* [Selected passage]
Entertainment

Joan Rivers Gave Us Chelsea Handler

Today, the world lost one of the true greats. Legendary comedian Joan Rivers passed away today in NYC at the age of 81, following complications from an in-patient throat procedure during which she stopped breathing. She was surrounded by her family and friends at the time, Rivers' daughter Melissa confirmed in a touching statement, and she passed peacefully. There aren't adequate words to explain what an important figure in entertainment that we have lost today, and there likely won't ever be — Rivers was just that one of a kind.

It's no secret that Rivers changed the face of comedy when she began on the scene back the '50s, and she truly helped mold it into what it is today. Rivers paved the way for the outrageous comedy of women like Chelsea Handler, or Kathy Griffin, decades earlier. There's long been a well-known feud between Rivers and Handler on the subject of women in late night, but the truth is, without Rivers, women in the comedy world, especially late night, would be entirely different.

"[Handler] came out saying things like, 'I'm the first woman ever to do a late-night show.' She did this one day, and I followed her on the dais and I said, 'I guess everyone's forgotten the [Johnny] Carson show,'" Rivers told The Huffington Post just this past July. "She never spoke to me again."

* [Input data]
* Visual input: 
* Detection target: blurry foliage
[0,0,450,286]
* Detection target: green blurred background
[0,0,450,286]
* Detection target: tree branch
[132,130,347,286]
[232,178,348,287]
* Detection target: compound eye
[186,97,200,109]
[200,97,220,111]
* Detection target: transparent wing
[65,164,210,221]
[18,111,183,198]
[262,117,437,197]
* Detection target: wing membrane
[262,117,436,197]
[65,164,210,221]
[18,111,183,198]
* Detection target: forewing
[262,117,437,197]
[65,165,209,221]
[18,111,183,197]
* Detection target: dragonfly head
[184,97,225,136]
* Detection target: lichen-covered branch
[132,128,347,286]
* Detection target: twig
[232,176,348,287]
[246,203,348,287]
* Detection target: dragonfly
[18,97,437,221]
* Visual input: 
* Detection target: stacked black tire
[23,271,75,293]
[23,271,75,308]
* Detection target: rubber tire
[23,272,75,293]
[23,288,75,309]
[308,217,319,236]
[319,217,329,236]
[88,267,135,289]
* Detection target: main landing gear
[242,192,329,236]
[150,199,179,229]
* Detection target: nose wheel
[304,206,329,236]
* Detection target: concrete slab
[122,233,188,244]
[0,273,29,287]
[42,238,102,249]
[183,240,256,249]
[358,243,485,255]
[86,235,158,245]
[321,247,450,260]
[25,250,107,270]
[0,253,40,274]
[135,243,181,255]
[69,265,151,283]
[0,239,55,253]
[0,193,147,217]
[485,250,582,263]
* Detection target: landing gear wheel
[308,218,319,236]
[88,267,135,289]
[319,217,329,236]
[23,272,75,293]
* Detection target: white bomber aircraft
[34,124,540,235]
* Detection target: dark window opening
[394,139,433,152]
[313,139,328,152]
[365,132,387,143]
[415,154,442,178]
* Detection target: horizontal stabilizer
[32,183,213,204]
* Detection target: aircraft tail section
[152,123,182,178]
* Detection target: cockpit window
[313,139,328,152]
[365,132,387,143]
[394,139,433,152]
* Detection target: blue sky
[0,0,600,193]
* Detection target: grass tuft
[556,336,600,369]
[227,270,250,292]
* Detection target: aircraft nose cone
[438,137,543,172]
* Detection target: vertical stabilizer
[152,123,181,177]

* [Required action A] Rewrite the paragraph of the Joan Rivers article that begins "It's no secret that Rivers changed" more briefly, keeping its main facts.
* [Required action B] Repeat the Joan Rivers article word for word, starting with "It's no secret" and going on through "be entirely different.".
* [Required action C] Write what follows the last sentence of the article on Joan Rivers's death.

* [Written reply A] Rivers changed comedy when she started out in the '50s and helped shape it into what it is today. Decades earlier, she paved the way for outrageous comedians like Chelsea Handler and Kathy Griffin. Although Rivers and Handler have long feuded over women in late night, women's place in comedy, especially in late night, would be entirely different without Rivers.

* [Written reply B]
It's no secret that Rivers changed the face of comedy when she began on the scene back the '50s, and she truly helped mold it into what it is today. Rivers paved the way for the outrageous comedy of women like Chelsea Handler, or Kathy Griffin, decades earlier. There's long been a well-known feud between Rivers and Handler on the subject of women in late night, but the truth is, without Rivers, women in the comedy world, especially late night, would be entirely different.

* [Written reply C]
Rivers is right, though — she was the first woman in late night, and she was decades before Chelsea Lately was even a series. Rivers influenced late night television, and gave us comedians like Handler in the process.

Back in the 1983, Rivers began occasionally guest-hosting The Tonight Show for former host Johnny Carson, who had initially hired her to be a writer for the show. Her natural charisma and talent soon led the Fox network to offer her a late night show of her own that would be in competition with Carson's, The Late Show With Joan Rivers (note: not the same Late Show currently held by David Letterman on CBS) in 1986. Rivers took it, angering Carson who felt betrayed that she didn't talk to him about it first, and their friendship was severed — he blacklisted her from the show, a decision that was upheld by succeeding hosts Jay Lano and Conan O'Brien, until Jimmy Fallon lifted it and invited her to the show in March of this year.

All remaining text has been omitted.